GIVEN TASK: Rewrite the items below, from the line with "Task: annotate every instance of the knee" up to and including the last line of the items. Replace "park lawn" with "grassy field" wherever it occurs and leave everything else unchanged.

RECORDED INFORMATION:
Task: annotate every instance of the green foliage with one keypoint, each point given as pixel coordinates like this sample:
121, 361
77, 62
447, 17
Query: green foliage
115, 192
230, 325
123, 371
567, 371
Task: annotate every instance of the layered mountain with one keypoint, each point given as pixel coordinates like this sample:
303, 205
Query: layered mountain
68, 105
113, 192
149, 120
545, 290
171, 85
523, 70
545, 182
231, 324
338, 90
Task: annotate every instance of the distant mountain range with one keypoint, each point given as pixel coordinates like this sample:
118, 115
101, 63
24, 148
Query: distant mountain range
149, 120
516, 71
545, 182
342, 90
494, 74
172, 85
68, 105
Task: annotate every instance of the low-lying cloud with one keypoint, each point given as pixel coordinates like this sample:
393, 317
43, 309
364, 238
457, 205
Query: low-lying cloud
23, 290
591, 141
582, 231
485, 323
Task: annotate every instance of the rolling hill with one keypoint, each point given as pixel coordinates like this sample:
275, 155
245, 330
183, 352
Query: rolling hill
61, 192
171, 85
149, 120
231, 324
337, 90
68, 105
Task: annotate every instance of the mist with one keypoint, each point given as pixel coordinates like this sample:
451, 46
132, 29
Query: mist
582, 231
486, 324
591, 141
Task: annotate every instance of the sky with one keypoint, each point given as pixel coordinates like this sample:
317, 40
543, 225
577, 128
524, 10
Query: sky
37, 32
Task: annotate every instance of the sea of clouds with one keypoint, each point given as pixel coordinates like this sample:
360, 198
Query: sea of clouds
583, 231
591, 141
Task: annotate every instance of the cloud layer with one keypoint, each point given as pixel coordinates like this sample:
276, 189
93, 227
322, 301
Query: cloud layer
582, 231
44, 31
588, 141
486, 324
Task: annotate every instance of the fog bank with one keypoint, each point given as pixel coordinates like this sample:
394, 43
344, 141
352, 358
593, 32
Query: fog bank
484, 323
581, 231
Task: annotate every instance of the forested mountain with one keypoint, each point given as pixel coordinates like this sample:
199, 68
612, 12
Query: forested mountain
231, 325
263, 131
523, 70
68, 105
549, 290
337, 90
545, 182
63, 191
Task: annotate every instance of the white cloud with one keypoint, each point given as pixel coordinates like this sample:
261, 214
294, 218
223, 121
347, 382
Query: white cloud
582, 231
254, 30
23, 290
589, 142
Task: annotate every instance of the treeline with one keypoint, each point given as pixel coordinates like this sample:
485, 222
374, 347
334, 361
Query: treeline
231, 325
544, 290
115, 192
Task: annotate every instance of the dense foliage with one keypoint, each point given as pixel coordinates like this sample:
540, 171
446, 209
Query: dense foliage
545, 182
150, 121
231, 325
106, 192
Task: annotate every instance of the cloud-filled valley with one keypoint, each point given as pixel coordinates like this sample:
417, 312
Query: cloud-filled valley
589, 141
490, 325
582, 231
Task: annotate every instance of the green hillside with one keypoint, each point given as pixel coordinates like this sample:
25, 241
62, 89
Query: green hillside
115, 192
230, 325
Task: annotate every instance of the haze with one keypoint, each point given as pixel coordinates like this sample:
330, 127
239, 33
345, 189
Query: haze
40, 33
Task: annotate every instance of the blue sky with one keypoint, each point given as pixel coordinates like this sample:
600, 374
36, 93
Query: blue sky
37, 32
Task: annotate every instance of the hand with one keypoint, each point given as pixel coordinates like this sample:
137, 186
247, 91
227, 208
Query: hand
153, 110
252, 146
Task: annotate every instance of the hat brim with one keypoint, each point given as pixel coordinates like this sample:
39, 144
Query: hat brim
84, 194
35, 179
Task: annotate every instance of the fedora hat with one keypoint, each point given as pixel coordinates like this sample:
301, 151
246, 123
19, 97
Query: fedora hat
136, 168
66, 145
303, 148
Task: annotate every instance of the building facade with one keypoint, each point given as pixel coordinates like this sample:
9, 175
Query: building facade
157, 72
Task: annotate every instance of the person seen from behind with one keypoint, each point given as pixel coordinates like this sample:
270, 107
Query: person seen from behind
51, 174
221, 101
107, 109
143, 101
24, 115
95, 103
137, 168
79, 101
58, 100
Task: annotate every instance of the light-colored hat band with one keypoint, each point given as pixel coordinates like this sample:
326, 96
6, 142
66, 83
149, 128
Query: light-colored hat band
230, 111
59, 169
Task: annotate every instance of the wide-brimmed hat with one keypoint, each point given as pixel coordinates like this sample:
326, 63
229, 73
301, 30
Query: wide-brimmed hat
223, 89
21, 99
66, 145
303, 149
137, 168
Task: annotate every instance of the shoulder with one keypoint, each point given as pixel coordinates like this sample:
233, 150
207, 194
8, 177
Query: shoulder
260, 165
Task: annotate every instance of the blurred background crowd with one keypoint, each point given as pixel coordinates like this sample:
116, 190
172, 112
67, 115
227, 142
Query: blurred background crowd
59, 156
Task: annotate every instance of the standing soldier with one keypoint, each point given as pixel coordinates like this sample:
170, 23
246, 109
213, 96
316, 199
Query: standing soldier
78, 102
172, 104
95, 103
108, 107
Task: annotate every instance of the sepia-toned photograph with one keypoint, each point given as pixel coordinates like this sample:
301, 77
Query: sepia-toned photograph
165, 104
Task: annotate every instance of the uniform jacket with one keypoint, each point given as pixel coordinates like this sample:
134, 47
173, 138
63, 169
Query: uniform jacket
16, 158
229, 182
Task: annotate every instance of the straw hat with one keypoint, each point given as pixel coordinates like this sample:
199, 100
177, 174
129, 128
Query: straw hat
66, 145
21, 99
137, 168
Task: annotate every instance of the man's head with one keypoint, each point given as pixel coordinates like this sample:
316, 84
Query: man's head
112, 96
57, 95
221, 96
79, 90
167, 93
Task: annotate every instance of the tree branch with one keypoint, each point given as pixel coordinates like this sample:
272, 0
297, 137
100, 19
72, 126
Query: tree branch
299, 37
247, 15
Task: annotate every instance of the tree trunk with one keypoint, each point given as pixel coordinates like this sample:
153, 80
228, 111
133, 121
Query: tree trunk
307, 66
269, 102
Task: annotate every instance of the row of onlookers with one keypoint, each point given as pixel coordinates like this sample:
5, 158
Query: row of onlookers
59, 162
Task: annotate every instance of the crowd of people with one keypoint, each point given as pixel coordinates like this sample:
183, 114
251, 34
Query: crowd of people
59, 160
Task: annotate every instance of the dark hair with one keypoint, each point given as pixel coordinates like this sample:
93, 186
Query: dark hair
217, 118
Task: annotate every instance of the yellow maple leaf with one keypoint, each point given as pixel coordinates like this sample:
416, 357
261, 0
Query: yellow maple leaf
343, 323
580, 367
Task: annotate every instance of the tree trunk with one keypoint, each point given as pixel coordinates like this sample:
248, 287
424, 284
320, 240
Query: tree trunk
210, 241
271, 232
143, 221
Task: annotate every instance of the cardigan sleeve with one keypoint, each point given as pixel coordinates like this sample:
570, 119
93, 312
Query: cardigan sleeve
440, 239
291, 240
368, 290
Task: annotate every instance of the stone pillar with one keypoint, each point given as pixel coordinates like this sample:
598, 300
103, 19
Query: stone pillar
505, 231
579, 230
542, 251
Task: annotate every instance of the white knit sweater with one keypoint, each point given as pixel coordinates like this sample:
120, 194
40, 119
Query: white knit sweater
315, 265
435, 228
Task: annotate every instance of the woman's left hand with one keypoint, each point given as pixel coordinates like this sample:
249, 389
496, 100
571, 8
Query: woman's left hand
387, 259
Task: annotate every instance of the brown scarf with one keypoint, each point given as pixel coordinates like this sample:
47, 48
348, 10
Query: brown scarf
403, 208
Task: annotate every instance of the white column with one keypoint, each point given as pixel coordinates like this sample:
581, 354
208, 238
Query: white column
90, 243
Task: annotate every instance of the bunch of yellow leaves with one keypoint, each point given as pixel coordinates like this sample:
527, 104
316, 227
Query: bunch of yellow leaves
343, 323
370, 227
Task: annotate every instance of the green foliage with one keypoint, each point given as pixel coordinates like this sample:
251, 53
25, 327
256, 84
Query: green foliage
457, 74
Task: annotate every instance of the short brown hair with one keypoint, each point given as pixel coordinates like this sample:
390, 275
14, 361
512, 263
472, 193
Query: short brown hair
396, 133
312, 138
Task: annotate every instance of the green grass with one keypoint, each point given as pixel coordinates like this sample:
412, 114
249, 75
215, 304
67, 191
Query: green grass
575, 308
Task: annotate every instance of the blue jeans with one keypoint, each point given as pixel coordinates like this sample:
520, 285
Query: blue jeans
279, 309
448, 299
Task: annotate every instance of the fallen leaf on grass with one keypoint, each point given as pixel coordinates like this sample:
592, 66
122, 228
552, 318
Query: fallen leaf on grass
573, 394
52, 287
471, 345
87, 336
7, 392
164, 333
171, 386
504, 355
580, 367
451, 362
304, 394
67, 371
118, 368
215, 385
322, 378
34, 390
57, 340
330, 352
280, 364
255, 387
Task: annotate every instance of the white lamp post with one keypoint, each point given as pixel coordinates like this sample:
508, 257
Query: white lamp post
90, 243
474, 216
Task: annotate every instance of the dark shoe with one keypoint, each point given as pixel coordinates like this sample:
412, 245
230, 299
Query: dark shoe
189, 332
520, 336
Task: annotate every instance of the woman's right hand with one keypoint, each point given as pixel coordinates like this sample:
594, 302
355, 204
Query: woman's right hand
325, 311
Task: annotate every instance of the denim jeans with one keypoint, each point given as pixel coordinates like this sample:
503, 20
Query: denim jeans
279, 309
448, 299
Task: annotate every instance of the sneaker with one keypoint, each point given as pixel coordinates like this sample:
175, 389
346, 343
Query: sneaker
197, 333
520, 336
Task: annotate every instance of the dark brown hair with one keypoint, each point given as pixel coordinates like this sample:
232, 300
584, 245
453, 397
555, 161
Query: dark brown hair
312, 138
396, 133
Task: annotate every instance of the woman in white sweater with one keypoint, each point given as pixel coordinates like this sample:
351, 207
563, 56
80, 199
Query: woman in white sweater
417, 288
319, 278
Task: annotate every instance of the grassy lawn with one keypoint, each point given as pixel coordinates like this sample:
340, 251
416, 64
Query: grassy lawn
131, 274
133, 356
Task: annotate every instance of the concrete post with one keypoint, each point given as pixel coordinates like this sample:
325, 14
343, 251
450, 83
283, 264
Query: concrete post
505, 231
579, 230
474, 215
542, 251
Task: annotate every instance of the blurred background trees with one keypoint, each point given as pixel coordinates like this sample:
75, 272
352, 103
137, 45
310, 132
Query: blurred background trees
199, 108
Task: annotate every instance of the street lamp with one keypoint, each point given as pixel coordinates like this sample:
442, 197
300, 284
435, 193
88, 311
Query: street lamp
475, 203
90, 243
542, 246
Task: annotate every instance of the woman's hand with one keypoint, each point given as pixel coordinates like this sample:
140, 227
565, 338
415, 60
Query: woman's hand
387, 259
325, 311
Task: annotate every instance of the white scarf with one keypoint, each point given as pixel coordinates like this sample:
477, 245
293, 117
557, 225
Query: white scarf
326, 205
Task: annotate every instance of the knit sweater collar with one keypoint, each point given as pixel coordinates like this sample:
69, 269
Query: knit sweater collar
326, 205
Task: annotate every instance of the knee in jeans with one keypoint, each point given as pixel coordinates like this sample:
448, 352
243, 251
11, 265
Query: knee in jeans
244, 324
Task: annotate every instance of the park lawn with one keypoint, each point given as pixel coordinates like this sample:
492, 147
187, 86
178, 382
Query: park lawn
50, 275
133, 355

IN RESPONSE:
Task: annotate every instance of the knee in jeans with one keypoint, each point given as pixel coordinates like this sample:
448, 352
243, 251
11, 265
Query: knee in jeans
244, 324
Task: annotate every instance of the grassy field with one keypoint, each point given as pixel coordinates like this sample:
492, 147
187, 86
178, 382
Query: grassy field
50, 275
133, 355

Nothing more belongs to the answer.